START Excerpt
The Israeli Journal of Aquaculture - Bamidgeh 55(4), 2003
The 7th Annual Dan Popper Symposium


Ariel Ronen¹, Ayana Perelberg¹,³ , Julia Abramovitz¹, Marina Hutoran¹, Simon Tinman², Izhak Bejerano², Michael Steinitz¹ and Moshe Kotler¹*

1 Department of Pathology, The Hebrew University-Hadassah Medical School, Jerusalem 91120, Israel

2 Central Fish Health Laboratory, Nir David 19150, Israel

3 Aquaculture Research Station Dor, Ministry of Agriculture and Rural Development, 30820, Israel


Massive mortality of koi and common carp of the Cyprinus carpio species has been observed in many farms throughout Israel, resulting in severe financial losses. This lethal disease is highly contagious and extremely virulent, but morbidity and mortality are restricted to koi and common carp. The virus propagates and induces severe cytopathic effects five days after infection in fresh carp fin cell cultures, but not in epithelioma papillosum cyprini cells. The virus harvested from the fin cell cultures was inoculated into naive koi and common carp and induced the disease with a mortality rate of 75-85%. Using PCR with authentic primers provided final proof that the isolated virus is indeed the etiological agent causing mortality in both food and ornamental carp.
END Excerpt
START Extracted material
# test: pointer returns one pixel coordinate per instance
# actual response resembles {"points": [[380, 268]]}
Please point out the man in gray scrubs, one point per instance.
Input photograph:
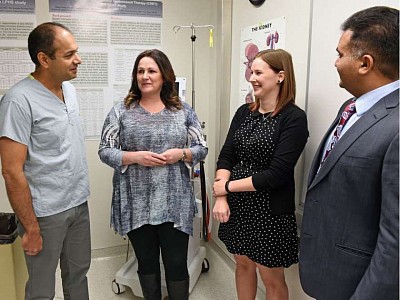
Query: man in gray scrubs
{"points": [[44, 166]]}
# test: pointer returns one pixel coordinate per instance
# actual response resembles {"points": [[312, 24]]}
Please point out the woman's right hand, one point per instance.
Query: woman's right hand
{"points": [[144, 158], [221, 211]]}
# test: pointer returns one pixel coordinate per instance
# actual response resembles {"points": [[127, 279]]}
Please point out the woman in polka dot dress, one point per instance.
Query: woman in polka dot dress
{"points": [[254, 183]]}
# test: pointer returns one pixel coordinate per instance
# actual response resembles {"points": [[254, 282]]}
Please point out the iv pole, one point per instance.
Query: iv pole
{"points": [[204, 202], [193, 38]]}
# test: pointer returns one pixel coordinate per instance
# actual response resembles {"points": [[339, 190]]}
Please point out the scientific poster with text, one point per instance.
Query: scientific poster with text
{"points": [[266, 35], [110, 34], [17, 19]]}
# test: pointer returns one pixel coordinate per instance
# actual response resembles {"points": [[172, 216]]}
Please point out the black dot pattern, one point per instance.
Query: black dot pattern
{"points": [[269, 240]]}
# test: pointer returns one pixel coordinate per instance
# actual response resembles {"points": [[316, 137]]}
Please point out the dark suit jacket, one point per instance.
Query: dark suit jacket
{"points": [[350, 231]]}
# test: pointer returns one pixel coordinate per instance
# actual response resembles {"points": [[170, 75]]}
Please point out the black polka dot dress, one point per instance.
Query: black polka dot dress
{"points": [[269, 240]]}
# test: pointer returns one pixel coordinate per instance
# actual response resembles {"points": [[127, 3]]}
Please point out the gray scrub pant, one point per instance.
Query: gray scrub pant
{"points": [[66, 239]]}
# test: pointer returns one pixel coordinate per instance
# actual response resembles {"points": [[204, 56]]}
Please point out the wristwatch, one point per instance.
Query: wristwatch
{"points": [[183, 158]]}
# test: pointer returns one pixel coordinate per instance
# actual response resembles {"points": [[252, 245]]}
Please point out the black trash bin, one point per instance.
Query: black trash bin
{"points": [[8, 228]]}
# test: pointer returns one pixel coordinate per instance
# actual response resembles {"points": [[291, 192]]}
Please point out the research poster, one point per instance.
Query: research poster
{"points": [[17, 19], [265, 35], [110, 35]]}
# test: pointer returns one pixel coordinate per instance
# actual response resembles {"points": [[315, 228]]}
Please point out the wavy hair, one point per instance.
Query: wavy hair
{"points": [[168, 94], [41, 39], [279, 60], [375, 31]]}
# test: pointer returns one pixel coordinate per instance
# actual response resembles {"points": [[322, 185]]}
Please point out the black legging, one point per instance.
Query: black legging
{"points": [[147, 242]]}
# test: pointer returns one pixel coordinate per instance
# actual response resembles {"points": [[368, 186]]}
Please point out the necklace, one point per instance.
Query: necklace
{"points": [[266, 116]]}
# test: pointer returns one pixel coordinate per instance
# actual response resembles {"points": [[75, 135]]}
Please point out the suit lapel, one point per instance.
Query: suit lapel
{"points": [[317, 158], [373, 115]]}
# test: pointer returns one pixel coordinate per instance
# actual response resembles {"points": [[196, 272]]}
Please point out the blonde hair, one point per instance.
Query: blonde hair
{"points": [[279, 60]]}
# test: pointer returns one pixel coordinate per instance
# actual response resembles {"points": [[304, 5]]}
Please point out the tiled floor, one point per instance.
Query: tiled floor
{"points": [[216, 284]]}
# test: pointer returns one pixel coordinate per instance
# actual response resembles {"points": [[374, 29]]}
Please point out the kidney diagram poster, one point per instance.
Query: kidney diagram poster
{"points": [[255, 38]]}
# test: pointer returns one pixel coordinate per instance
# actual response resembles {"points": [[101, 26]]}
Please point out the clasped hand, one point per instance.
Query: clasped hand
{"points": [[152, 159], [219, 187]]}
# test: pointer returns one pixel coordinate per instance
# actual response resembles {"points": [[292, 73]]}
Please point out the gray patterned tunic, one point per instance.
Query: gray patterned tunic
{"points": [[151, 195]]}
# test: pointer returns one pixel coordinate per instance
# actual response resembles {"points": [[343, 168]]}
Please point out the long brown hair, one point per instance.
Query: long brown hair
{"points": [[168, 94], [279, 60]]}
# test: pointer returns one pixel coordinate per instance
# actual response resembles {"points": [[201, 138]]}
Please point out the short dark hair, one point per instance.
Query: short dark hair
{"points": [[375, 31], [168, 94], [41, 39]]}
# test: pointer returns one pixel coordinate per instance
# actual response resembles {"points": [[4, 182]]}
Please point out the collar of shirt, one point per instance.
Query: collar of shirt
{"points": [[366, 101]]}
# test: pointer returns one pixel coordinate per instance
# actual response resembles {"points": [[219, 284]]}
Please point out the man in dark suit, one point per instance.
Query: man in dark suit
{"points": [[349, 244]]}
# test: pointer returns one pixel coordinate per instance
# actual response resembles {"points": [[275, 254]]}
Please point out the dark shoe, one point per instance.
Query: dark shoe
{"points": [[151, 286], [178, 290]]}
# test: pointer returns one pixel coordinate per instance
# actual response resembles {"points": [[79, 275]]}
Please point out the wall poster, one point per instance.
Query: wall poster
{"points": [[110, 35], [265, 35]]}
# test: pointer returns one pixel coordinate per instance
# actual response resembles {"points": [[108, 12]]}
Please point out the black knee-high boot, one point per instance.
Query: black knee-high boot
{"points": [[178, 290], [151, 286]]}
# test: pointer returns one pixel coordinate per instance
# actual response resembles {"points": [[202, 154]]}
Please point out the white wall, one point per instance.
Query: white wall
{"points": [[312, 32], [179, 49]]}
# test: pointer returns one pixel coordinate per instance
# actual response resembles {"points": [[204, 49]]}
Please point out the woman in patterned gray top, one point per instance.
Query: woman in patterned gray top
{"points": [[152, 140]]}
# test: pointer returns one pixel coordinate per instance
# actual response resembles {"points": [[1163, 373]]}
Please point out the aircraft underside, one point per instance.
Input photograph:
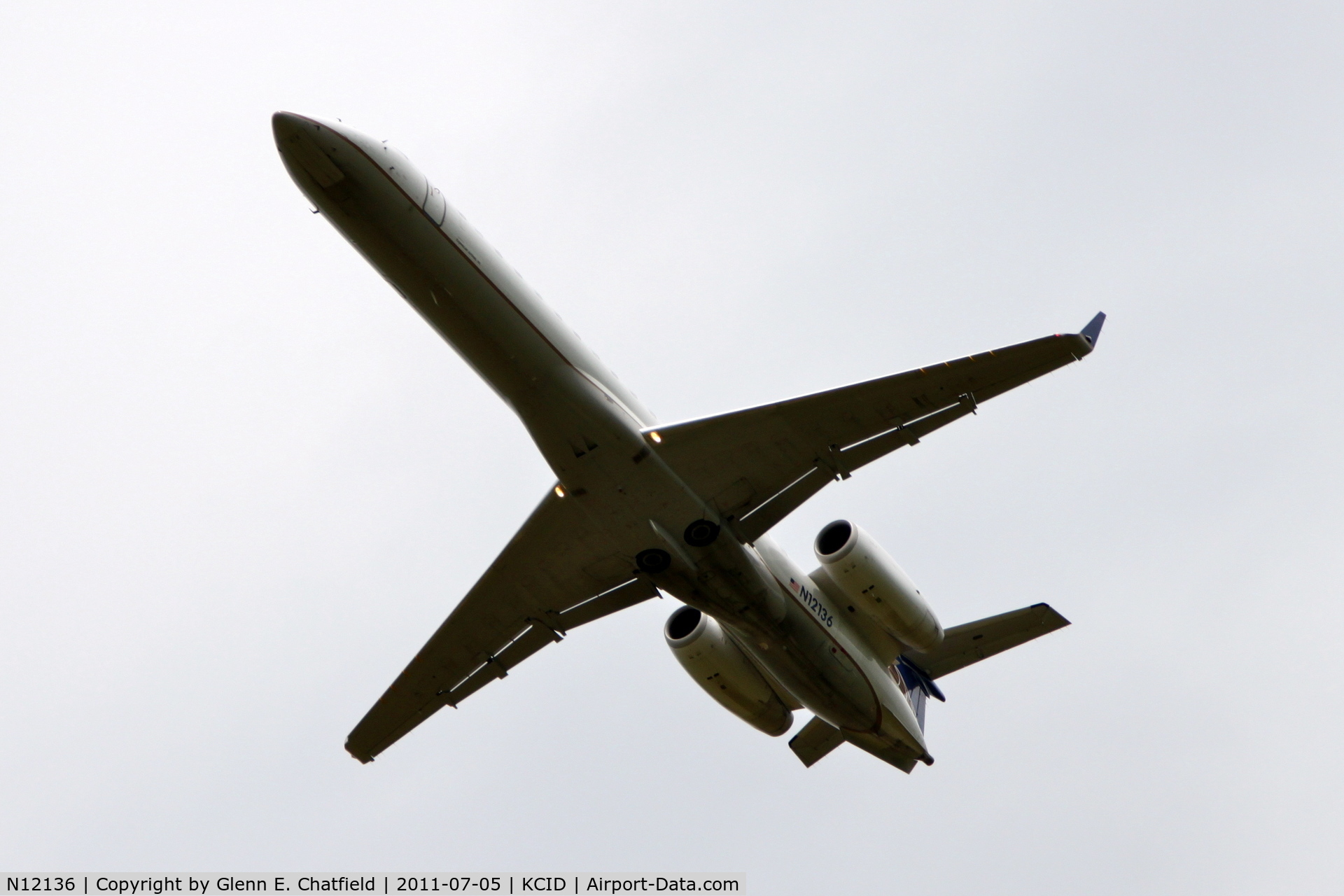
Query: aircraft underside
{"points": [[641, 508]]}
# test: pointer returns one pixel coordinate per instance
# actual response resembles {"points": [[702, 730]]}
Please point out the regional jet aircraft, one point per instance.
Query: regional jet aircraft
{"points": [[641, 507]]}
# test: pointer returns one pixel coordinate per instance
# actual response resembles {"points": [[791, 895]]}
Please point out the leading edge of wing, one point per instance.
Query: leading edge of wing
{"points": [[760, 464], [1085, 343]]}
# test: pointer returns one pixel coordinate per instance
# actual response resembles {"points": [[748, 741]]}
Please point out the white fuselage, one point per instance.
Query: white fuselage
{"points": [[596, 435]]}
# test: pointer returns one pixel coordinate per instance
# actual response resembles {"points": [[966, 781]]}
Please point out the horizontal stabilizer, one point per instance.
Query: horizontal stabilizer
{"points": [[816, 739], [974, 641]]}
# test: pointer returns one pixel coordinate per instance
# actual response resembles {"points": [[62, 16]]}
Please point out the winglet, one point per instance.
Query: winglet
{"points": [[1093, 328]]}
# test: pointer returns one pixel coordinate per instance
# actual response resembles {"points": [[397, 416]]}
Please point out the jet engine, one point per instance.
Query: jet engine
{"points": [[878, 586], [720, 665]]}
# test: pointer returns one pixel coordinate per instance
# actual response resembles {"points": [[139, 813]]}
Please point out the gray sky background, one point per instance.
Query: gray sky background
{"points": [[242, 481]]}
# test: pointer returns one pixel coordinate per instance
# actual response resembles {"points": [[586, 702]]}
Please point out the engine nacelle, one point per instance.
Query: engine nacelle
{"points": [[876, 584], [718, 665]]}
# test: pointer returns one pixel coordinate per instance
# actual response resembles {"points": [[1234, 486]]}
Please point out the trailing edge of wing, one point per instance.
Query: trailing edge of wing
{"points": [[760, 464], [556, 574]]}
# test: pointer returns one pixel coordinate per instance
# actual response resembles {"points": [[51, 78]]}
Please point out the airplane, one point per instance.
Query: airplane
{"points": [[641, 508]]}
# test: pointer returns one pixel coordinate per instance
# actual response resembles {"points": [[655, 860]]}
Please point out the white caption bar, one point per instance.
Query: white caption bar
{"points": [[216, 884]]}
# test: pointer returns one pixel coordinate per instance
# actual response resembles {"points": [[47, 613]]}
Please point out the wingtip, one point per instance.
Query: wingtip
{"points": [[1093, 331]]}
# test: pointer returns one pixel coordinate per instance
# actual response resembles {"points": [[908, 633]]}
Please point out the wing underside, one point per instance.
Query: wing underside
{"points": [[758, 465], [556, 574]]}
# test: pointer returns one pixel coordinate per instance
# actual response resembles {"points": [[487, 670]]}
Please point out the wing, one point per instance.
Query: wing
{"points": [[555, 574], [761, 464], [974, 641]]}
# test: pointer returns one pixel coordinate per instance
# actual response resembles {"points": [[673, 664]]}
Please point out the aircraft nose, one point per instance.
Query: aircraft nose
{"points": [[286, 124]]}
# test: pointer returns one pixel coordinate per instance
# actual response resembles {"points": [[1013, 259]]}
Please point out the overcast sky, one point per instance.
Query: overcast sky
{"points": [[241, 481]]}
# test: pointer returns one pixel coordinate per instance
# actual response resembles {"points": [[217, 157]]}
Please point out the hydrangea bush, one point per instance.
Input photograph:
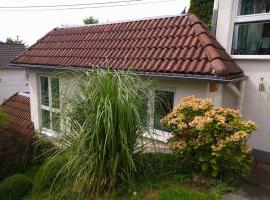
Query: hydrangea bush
END Extracted material
Answer these questions from the carp virus abstract.
(a) Which laboratory is located in Nir David?
(b) In which cells did the virus not induce severe cytopathic effects?
(c) What mortality rate did the virus from the fin cell cultures produce in naive koi and common carp?

- Response box -
(a) The Central Fish Health Laboratory
(b) Epithelioma papillosum cyprini cells
(c) 75-85%